• **Data to process**
****************************************
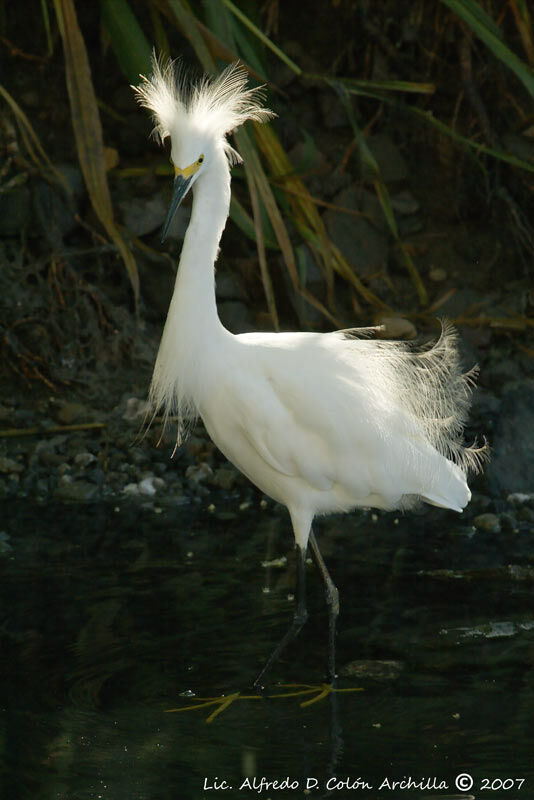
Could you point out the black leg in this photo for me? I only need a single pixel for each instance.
(332, 601)
(299, 618)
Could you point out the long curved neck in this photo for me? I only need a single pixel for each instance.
(192, 320)
(193, 300)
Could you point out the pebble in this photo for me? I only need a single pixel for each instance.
(9, 465)
(70, 413)
(82, 460)
(490, 523)
(75, 491)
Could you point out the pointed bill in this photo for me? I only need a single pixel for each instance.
(181, 187)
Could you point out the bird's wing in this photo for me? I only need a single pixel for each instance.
(274, 422)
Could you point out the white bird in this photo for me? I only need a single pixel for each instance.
(320, 422)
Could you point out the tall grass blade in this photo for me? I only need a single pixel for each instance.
(261, 36)
(128, 41)
(88, 130)
(485, 28)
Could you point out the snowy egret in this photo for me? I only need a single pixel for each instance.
(321, 422)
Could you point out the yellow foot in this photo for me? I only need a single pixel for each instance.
(221, 703)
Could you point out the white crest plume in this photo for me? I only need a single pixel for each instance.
(217, 105)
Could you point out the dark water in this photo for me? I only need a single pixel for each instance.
(109, 618)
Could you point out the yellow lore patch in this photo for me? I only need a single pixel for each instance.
(187, 172)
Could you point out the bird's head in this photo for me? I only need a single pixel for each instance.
(197, 117)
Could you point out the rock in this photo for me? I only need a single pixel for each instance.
(9, 465)
(224, 478)
(135, 409)
(197, 473)
(75, 491)
(511, 469)
(520, 499)
(69, 413)
(82, 460)
(150, 485)
(487, 522)
(376, 670)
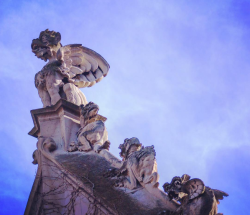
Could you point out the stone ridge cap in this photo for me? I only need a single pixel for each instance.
(61, 103)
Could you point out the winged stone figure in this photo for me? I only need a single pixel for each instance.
(69, 68)
(194, 196)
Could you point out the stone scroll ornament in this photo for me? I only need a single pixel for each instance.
(92, 134)
(69, 68)
(194, 196)
(139, 166)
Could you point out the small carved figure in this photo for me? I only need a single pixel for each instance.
(69, 68)
(73, 147)
(49, 144)
(93, 133)
(194, 196)
(139, 165)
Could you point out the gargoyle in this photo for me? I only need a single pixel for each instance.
(194, 196)
(93, 134)
(69, 68)
(139, 166)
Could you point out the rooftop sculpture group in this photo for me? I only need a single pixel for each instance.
(73, 149)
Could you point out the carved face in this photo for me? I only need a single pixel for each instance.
(39, 80)
(90, 110)
(128, 144)
(174, 188)
(44, 45)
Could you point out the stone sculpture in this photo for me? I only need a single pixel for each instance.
(93, 134)
(139, 165)
(194, 196)
(69, 68)
(73, 149)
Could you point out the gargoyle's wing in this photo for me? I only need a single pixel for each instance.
(219, 195)
(193, 188)
(84, 66)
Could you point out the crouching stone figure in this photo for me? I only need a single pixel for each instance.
(139, 166)
(194, 196)
(93, 134)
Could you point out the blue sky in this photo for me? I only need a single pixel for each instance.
(179, 80)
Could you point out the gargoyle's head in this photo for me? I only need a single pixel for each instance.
(90, 110)
(182, 186)
(128, 144)
(47, 43)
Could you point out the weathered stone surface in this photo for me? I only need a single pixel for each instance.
(69, 68)
(194, 196)
(73, 182)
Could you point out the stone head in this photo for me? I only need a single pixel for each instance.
(90, 110)
(47, 42)
(128, 144)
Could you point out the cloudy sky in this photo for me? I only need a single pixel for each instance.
(179, 80)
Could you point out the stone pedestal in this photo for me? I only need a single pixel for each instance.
(74, 182)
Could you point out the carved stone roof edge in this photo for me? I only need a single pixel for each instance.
(61, 103)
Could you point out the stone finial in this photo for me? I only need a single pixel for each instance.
(69, 68)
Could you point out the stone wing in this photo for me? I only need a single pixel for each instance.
(84, 66)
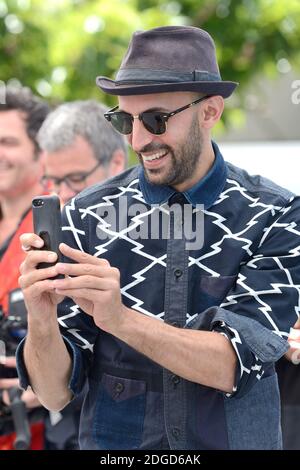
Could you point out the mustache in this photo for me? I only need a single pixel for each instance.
(152, 147)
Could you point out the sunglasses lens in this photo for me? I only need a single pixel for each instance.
(122, 122)
(154, 122)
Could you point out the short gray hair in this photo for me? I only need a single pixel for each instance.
****************************************
• **Goal**
Update the material above by replacing every instance of "photo" with "image" and keeping everything else the same. Leave the pictures out of your answer.

• **Result of this task**
Could you point out the black leg in this image for me? I only need a single pixel for each instance.
(332, 601)
(299, 618)
Could you point out the long curved neck in this image for me? I only need a single pixel for each instance.
(192, 320)
(193, 300)
Could you point out the pebble in this image for me? I only need a single pixel for each instance.
(9, 465)
(70, 413)
(82, 460)
(490, 523)
(75, 491)
Could you point out the pointed bill in this image for me? I only need a single pixel for each instance.
(181, 187)
Could you point out the bird's wing in this image for me? I only need a single pixel for each instance.
(274, 422)
Could you point out the white bird in this image for me? I only need a single pixel for each instance.
(320, 422)
Could you point out the tall grass blade in this image for me? I only need a single pixel for each instance.
(261, 36)
(128, 41)
(88, 130)
(485, 28)
Could you point out the snowy egret in this image for me? I only need a single pixel for each instance.
(321, 422)
Could you point out the yellow foot in this image for me? I only need a single pixel for each instance.
(221, 703)
Could you point out the white crest plume in this image for me? I only need a single pixel for each instance.
(217, 105)
Could you point out the dark water in this image for me? I only need a single pixel for each instance.
(109, 618)
Could you point out the yellow lore patch in this image for me? I only need a single pixel for each instance.
(187, 172)
Could you point out the bird's head in this image for me? I only need a single pixel for each instance.
(197, 117)
Could you point out the rock in this image for me? I only need a single pixel for each instance.
(9, 465)
(224, 478)
(135, 409)
(197, 473)
(75, 491)
(511, 469)
(520, 499)
(69, 413)
(82, 460)
(150, 485)
(487, 522)
(376, 670)
Could you point out the stone ridge cap in this image for me? I only need a single pixel for each instance.
(61, 103)
Could you point out the winged stone figure in this image for me? I only need a single pixel for each instance.
(69, 68)
(194, 196)
Could you point out the stone scroll ornament in this image for me? I only need a single pixel for each instance.
(92, 134)
(69, 68)
(194, 196)
(139, 166)
Could you point out the small carved figure in this image for me? I only need a single pixel for each instance.
(69, 68)
(73, 147)
(49, 144)
(93, 133)
(194, 196)
(139, 165)
Could you point out the gargoyle in this image for me? I only need a single pixel for each instance.
(194, 196)
(93, 134)
(69, 68)
(139, 166)
Could you point out the rooftop sculpture group in this image for me? I only need a single pixel for each instance.
(73, 149)
Could you point out the carved face in this image for me? I only need a single pixel for each instance.
(39, 80)
(90, 110)
(128, 144)
(174, 188)
(44, 45)
Could you point out the stone sculpture in this image for me? I only need a single pixel for each instance.
(93, 134)
(139, 165)
(194, 196)
(69, 68)
(73, 149)
Could you point out the gargoyle's wing in this image for me? I only need a single pixel for each instance.
(219, 195)
(193, 188)
(84, 66)
Could you point out the crouching stone figure in this image for me? I only need a single pixel for each instance.
(139, 166)
(194, 196)
(93, 134)
Could you point out the blue sky in this image for me? I only need a single pixel for each instance.
(179, 80)
Could you point out the gargoyle's head in this image for me? I only need a single pixel for each instance.
(90, 110)
(182, 186)
(128, 144)
(47, 43)
Could you point out the weathered stone surface in this image for me? I only need a single pixel for each instance.
(69, 68)
(194, 196)
(73, 182)
Could you point out the stone head in this image for me? I only need a single pixel for each instance.
(90, 110)
(47, 42)
(128, 144)
Could you point out the cloudy sky in this image for me? I only need a single pixel for each instance.
(179, 80)
Could you point out the stone pedestal in this image for me? I only need a single pixel for each instance.
(74, 182)
Could you point out the carved stone roof edge in this image for me? I only need a single pixel for each instance.
(61, 103)
Could you point out the stone finial in this image for me? I only need a single pixel for each instance.
(69, 68)
Could you point out the stone wing in this image for me? I only need a single pixel for each instance.
(84, 66)
Could you point out the mustache in this image for me? I only need a single pixel for each instance.
(152, 147)
Could you point out the sunglasses lens in this image for me? I only need a single pixel for each instance.
(122, 122)
(154, 122)
Could you point out the short gray hair in this image for me? I only need a single pixel for each instance.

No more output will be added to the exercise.